# EXTRAIT
════════

L'inscription était sans doute une signature de l'atelier car Rigaud ne signait rarement certaines de ses toiles que sur le revers, lorsqu'elles étaient importantes à ses yeux (portraits destinés à être vus à la cour ou compositions familiales).

 

Cet homme âgé, à la mine sévère mais fort bien rendue, est figuré en buste, de face, habillé d'un ample drapé lie-de-vin, sur une veste de moire émeraude doublée de brocart d'or. Ces teintes, on le sait, furent celles du Rigaud des dernières années, très électriques, saturées et métalliques. L'ambassadeur Hoey en avait aussi les caractéristiques. Le manteau, à l'agencement des plis si duveteux, jouant habilement des effets de matière (velours doublé de soie), constitue ici un accessoire indispensable pour éviter la représentation des mains et ne pas élever le prix du tableau. Le fond du portrait figure une simple rotonde dont on aperçoit la corniche. Nous sommes ici dans la même ambiance que pour Van Hoey, même posture, même cravate à pompon, récurrente dans plusieurs portraits aujourd'hui en collections privées.

════════

# CONSIGNE A
Recopiez le passage de l'extrait compris entre « L'inscription était sans » et « ou compositions familiales). », ces deux bornes incluses.
# CONSIGNE B
Répondez à ces questions d'après l'extrait :
(i) De quelle couleur est le drapé qui habille l'homme âgé ?
(ii) Quels deux buts le manteau permet-il d'atteindre ?
(iii) Que figure le fond du portrait ?
# CONSIGNE C
Reprenez l'extrait sur le portrait là où il s'arrête et poursuivez-le.
Les entrées n'ont aucun rapport avec l'extrait.

# DONNÉES BRUTES

════════

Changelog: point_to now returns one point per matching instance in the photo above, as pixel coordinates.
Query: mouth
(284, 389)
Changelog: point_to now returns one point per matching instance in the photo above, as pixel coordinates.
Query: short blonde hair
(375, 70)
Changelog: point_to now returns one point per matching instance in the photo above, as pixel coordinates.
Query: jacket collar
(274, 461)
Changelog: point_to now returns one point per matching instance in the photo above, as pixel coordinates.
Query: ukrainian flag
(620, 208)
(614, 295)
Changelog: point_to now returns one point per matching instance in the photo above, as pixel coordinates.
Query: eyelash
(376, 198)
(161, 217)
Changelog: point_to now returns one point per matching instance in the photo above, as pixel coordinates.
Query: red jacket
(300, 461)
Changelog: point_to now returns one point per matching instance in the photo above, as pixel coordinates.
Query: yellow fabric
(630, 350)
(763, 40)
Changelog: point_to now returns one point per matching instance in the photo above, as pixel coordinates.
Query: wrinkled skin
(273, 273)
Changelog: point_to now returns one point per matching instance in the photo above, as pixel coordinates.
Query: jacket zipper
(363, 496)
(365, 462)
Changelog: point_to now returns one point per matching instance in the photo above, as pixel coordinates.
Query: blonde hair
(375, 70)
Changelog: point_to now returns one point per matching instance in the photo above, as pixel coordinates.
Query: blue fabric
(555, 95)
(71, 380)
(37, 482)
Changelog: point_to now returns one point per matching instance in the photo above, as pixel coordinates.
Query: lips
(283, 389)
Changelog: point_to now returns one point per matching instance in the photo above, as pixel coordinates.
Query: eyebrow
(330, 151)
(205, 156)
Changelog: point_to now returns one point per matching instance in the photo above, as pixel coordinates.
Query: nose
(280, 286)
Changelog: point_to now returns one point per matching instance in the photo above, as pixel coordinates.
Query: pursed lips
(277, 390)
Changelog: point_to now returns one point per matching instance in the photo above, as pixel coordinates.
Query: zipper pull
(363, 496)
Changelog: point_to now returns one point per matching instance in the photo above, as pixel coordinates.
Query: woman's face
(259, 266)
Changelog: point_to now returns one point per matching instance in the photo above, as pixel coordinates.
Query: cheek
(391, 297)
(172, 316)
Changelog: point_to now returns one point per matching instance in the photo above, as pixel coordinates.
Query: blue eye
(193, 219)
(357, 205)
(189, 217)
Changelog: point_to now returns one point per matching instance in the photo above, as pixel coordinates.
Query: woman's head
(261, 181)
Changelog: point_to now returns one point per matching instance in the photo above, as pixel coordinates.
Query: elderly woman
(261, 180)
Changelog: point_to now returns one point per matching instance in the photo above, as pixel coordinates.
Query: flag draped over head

════════

# RÉPONSE ATTENDUE A
L'inscription était sans doute une signature de l'atelier car Rigaud ne signait rarement certaines de ses toiles que sur le revers, lorsqu'elles étaient importantes à ses yeux (portraits destinés à être vus à la cour ou compositions familiales).

# RÉPONSE ATTENDUE B
(i) Le drapé est lie-de-vin.
(ii) Le manteau permet d'éviter la représentation des mains et de ne pas élever le prix du tableau.
(iii) Le fond figure une simple rotonde dont on aperçoit la corniche.

# RÉPONSE ATTENDUE C
Se pose donc le problème de l'identification, comme en témoigne l'absence d'une notice dans le catalogue de la vente de juin. A l'instar du portrait de Hoey, dont le paiement intervient en 1735 alors qu'il est inscrit au dos 1736, le tableau proposé par Fraysse pourrait correspondre à des effigies inscrites aux livres de comptes entre 1735 et 1737. En effet, en 1736 aucun candidat ne semble correspondre car, hormis l'armateur René Robiou (1680-1752), « de Saint Malo », seigneur du Lupin (où il possédait une belle malouinière qui existe toujours), on ne rencontre que plusieurs chevaliers anglais de passage, des ecclésiastiques et des portraits non achevés (celui de Louis-Paul Boucher par exemple « la tête de ce portrait n'est pas tout à fait achevée, ledit sieur Boucher étant venu à mourir subitement dans le cour des séances, le 13 septembre 1736 »). Le mystère demeure mais on sait que de nombreux portraits des dernières années de Rigaud n'ont pas été inscrits aux livres de comptes.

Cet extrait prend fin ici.